_HOW TO COMPLETE THIS TASK_: Every record, from the first line to the last, needs to be given again exactly.

_AVAILABLE DATA_:
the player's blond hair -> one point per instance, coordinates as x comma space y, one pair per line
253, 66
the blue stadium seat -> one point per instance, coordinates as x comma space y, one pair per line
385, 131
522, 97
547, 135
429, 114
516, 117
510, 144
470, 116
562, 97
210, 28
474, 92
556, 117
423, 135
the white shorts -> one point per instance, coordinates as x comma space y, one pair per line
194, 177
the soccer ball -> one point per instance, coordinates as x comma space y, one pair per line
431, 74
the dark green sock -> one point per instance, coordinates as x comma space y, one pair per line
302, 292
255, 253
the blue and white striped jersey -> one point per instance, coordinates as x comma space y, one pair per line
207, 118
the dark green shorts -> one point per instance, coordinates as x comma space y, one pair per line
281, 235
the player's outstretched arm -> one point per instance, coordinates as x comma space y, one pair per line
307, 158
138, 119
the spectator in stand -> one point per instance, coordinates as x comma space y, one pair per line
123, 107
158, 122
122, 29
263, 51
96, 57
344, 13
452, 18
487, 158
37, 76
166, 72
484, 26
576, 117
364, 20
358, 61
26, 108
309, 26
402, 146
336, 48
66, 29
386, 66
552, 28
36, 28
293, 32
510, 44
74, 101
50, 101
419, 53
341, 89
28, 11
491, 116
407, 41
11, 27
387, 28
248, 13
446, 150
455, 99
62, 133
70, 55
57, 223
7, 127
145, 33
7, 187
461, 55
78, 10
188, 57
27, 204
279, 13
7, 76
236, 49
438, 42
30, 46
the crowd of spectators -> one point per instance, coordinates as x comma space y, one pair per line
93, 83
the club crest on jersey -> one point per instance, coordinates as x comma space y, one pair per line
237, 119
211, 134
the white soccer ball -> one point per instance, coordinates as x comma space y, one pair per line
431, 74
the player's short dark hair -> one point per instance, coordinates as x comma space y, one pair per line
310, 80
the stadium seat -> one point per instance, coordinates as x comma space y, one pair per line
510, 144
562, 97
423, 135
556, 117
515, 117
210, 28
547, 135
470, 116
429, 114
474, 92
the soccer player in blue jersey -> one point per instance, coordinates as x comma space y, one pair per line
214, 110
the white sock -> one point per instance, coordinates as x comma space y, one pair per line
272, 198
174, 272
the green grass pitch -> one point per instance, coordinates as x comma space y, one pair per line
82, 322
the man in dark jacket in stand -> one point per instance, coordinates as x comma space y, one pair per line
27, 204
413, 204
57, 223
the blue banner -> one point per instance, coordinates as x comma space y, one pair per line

_REPLY TO THE TASK_:
the player's blond hair -> one point per instance, coordinates as x comma space y, one pair per line
253, 66
the blue stadium seat -> one point per instance, coordinates as x comma space y, one pair per line
385, 131
522, 97
547, 135
429, 114
516, 117
510, 144
470, 116
562, 97
210, 28
474, 92
556, 117
423, 135
the white shorts -> one point per instance, coordinates as x comma space y, one pair per line
194, 177
the soccer ball -> one point per instance, coordinates as x comma space y, one pair per line
431, 74
the dark green sock -> one point per instance, coordinates as x comma space y, one pair per line
302, 292
255, 253
the blue and white striped jersey -> one point per instance, coordinates as x comma space y, one pair per line
207, 118
the dark green shorts -> one point per instance, coordinates as x comma space y, one pair per line
281, 235
the player's outstretched arm -> one point per instance, coordinates as x comma space y, one pair per line
307, 158
138, 119
the spectator in stand -> one point per instance, coordinates as x comma space y, one pair per line
123, 107
158, 122
122, 29
263, 51
96, 57
344, 13
452, 18
487, 158
37, 76
166, 72
484, 26
576, 117
364, 20
358, 61
26, 108
309, 26
402, 146
336, 48
66, 29
386, 66
552, 28
36, 28
293, 32
510, 44
74, 101
50, 101
419, 53
341, 89
28, 11
491, 116
407, 41
11, 27
387, 28
248, 13
446, 150
455, 99
62, 133
70, 55
57, 223
7, 127
145, 33
7, 187
461, 55
78, 10
188, 57
27, 204
279, 13
7, 76
236, 49
438, 42
30, 46
the crowd of spectators -> one point per instance, coordinates as x comma space y, one pair per line
93, 83
the club crest on jersey -> one point per instance, coordinates as x comma space y, one pair per line
237, 119
211, 134
the white soccer ball -> one point per instance, coordinates as x comma space y, one pair per line
431, 74
the player's short dark hair -> one point per instance, coordinates as x comma space y, one pair per line
310, 80
the stadium seat -> one point per instance, coordinates as x comma space y, one pair per line
510, 144
562, 97
423, 135
556, 117
515, 117
210, 28
547, 135
470, 116
429, 114
474, 92
the soccer player in blue jersey -> one point per instance, coordinates as x comma space y, one pair per line
214, 110
the white sock -> one point per instance, coordinates as x comma space y, one pair per line
272, 198
174, 272
the green grass pitch -> one point per instance, coordinates as x comma space y, one pair per line
82, 322
the man in dark jacket in stand -> one point per instance, coordinates as x comma space y, one pair per line
27, 204
413, 204
57, 223
the blue banner -> one point per instance, coordinates as x comma space y, one pair per line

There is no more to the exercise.